Segment Start: GIVEN ENTRIES

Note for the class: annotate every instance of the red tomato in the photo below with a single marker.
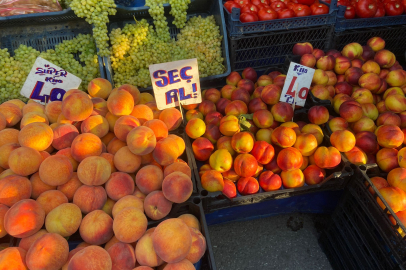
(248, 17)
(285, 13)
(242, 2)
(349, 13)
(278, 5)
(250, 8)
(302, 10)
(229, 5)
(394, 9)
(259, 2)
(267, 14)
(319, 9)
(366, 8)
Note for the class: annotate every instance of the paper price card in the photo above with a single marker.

Segment End: GIVEN ENTRIES
Segment Start: GIVEN ENTRIES

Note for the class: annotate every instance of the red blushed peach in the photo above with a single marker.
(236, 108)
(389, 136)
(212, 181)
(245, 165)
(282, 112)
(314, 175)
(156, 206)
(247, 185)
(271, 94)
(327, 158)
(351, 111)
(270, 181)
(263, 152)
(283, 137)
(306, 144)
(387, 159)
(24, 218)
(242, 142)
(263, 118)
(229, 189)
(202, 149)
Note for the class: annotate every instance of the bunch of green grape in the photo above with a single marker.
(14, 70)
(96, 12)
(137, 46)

Segment End: GIVEN ENTRIES
Segment Start: GIVEN ENTRIES

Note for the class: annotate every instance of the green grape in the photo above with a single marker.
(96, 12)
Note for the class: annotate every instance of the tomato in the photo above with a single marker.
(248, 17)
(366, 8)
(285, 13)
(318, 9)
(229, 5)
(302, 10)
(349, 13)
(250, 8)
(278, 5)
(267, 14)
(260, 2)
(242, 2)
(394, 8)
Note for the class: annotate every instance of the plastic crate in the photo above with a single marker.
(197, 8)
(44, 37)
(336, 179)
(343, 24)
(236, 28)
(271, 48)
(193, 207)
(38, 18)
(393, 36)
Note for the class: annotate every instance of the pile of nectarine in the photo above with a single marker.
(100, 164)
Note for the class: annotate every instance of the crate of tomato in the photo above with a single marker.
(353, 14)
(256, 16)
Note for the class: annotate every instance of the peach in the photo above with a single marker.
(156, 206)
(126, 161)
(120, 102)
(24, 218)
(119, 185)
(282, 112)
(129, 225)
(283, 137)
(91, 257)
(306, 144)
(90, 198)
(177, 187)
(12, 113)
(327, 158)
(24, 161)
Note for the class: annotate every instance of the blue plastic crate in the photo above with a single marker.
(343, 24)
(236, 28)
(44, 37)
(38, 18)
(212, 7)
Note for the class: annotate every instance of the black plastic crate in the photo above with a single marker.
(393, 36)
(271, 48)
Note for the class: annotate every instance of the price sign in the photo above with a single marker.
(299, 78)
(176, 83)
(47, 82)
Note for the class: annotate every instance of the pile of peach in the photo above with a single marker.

Segment End: GIVEN ENTRIES

TASK PROMPT:
Each line above that falls between the line with "Note for the class: annotate every instance of the red tomato" and the line with "Note for the class: annotate every instance of the paper" should be printed exactly, together with those two lines, but the pictures should not.

SOLUTION BELOW:
Note for the class: annotate every instance of the red tomato in the photo below with a single marker.
(248, 17)
(285, 13)
(242, 2)
(349, 13)
(278, 5)
(250, 8)
(302, 10)
(229, 5)
(394, 9)
(259, 2)
(267, 14)
(319, 9)
(366, 8)
Note for the class: annotate every instance of the paper price card in the photo above with a single marker.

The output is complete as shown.